PROBLEM TO SOLVE —
Count the lines in the rows below that contain the string "hand", matching case exactly, and give only that number.

** start of RECORDS SHOWN **

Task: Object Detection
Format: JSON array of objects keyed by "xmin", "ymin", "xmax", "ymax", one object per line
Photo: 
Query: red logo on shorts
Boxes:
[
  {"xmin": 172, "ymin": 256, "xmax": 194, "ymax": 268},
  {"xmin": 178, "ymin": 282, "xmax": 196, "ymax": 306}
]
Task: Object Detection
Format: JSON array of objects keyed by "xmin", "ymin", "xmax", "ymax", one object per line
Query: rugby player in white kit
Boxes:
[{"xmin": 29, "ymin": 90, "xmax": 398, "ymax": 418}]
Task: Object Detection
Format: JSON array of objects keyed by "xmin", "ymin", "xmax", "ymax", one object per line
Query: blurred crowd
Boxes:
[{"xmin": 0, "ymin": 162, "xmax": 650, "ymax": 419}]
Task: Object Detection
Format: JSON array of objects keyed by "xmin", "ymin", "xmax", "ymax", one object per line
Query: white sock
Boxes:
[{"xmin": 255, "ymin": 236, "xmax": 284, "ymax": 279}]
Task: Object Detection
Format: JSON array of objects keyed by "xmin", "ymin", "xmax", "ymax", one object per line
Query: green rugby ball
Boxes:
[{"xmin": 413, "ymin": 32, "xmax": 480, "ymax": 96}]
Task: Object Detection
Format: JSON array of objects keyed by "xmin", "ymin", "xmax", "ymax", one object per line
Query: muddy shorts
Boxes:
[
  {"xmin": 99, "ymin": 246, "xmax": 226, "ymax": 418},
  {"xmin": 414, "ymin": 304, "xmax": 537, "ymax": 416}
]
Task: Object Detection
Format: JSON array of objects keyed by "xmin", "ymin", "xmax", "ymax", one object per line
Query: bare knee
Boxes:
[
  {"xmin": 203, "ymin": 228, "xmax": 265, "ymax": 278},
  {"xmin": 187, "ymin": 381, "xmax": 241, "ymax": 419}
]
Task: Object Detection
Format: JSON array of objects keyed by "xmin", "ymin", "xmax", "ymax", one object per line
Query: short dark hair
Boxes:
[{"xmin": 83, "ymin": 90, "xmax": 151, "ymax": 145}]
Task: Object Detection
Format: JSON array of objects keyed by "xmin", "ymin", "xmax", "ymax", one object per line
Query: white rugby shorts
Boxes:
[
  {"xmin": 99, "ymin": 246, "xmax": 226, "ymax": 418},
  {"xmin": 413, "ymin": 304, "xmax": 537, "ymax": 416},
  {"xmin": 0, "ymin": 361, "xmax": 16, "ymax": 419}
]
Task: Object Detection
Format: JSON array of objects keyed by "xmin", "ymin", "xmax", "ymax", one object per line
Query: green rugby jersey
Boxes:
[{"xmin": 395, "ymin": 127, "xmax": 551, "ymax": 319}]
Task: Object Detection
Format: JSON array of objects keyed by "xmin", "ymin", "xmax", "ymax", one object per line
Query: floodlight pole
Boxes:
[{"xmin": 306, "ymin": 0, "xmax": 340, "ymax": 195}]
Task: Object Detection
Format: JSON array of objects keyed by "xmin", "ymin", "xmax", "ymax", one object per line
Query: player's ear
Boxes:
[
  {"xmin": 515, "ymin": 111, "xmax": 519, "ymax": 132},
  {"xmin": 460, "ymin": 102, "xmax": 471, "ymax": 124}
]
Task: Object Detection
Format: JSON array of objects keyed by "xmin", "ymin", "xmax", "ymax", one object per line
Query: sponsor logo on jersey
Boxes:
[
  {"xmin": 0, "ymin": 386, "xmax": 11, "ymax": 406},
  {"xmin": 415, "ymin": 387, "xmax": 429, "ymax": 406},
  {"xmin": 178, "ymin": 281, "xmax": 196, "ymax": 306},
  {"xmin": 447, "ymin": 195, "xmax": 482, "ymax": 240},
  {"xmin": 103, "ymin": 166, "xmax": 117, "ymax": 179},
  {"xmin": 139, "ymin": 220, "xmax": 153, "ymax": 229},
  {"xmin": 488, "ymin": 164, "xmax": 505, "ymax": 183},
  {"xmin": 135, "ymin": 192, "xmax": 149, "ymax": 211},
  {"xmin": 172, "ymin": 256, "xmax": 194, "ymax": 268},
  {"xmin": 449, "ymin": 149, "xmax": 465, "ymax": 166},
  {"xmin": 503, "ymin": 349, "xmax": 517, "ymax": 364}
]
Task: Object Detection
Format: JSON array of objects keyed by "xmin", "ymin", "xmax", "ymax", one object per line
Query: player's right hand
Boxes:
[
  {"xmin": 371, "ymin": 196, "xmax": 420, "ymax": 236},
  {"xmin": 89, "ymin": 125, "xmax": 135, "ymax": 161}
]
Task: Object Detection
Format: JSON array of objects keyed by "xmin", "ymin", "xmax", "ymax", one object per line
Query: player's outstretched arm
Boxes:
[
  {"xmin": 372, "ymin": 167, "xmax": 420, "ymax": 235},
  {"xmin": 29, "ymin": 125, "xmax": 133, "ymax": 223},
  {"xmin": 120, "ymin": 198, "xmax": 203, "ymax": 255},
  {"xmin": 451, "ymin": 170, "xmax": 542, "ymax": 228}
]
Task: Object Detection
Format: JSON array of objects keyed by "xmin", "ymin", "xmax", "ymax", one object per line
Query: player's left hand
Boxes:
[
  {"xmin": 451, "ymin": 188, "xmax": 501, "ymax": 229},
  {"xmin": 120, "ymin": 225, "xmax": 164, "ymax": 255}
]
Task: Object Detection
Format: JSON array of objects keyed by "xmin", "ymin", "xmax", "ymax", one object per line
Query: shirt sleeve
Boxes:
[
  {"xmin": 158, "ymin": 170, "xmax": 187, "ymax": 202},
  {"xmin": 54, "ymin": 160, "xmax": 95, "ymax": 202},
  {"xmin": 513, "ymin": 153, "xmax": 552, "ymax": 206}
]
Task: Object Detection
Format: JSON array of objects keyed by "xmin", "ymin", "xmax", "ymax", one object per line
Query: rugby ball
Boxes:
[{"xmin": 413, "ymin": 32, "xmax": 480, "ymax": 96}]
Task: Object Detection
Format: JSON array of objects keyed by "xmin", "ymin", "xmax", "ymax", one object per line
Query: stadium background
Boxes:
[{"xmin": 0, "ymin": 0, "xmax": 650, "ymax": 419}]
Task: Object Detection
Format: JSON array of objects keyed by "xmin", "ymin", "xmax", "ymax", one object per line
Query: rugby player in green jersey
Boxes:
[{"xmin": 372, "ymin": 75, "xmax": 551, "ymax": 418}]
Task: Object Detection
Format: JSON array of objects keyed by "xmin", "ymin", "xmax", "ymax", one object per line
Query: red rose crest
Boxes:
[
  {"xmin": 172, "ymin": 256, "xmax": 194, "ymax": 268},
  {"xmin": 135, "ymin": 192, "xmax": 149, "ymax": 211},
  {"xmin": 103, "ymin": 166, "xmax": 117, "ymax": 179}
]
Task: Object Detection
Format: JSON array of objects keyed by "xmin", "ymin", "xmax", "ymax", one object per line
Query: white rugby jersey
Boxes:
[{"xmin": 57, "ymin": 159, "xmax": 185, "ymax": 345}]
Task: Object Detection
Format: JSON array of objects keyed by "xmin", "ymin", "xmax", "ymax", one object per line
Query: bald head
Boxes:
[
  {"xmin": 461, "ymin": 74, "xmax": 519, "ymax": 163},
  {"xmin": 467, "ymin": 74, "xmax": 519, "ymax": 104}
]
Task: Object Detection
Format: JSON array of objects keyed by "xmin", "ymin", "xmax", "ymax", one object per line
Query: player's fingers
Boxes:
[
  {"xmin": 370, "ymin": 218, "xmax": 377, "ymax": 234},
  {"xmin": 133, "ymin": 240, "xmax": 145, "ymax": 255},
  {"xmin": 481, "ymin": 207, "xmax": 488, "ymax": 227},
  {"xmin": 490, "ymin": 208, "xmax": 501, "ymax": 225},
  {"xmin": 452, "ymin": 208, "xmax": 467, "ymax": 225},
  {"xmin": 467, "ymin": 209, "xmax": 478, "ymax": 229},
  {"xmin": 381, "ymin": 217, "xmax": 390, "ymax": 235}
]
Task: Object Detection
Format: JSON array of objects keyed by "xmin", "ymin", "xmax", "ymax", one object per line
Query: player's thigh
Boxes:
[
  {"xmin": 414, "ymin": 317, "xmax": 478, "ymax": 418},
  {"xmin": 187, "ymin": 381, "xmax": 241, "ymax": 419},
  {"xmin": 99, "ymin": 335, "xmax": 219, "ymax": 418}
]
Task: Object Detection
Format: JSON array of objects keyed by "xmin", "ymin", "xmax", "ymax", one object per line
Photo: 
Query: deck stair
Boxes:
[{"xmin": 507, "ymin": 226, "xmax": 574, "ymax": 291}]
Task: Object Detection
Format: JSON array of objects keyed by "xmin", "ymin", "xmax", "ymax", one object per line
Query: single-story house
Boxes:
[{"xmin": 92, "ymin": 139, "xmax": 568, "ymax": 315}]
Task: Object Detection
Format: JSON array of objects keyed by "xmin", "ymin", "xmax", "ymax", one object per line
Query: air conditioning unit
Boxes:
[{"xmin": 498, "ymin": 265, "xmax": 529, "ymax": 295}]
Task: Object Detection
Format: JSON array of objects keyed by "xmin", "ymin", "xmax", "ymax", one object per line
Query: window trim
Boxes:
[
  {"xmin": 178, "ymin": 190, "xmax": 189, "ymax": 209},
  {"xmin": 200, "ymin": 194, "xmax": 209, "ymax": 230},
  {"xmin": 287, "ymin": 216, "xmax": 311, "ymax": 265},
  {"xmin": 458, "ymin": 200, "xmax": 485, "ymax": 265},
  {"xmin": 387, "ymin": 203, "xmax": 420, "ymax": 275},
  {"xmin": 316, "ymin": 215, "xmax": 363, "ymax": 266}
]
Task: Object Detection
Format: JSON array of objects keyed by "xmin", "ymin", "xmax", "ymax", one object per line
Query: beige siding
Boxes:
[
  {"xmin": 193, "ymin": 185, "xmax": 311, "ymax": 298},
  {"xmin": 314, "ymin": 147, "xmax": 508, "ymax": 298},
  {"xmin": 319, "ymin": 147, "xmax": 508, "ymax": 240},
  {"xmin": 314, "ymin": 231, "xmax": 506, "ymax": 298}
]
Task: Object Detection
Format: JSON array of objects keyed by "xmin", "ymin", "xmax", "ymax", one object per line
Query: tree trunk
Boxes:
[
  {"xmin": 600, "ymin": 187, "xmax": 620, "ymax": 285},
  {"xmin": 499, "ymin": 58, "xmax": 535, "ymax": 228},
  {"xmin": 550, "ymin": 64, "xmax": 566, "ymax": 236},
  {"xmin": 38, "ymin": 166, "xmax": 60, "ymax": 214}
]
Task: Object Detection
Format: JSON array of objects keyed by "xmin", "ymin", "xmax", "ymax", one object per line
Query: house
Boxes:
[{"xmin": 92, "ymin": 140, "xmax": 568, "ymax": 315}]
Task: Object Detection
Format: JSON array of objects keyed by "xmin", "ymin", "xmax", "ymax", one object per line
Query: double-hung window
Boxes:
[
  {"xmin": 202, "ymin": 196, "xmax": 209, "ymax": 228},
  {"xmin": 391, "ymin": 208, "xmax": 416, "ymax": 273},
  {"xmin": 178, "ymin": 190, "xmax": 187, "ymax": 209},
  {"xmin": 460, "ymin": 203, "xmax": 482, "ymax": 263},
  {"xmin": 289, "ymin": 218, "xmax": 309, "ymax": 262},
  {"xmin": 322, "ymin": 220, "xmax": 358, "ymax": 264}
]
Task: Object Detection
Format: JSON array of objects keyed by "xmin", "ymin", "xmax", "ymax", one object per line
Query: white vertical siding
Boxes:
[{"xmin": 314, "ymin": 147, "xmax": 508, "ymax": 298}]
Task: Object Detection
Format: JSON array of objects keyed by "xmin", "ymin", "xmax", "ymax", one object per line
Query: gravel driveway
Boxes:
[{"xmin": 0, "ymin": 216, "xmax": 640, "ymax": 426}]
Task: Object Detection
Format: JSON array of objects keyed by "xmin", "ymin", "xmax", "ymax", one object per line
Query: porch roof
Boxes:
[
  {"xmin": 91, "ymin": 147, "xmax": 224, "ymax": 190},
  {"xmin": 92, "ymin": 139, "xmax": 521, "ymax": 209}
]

** end of RECORDS SHOWN **

SOLUTION FOR THIS PROBLEM —
2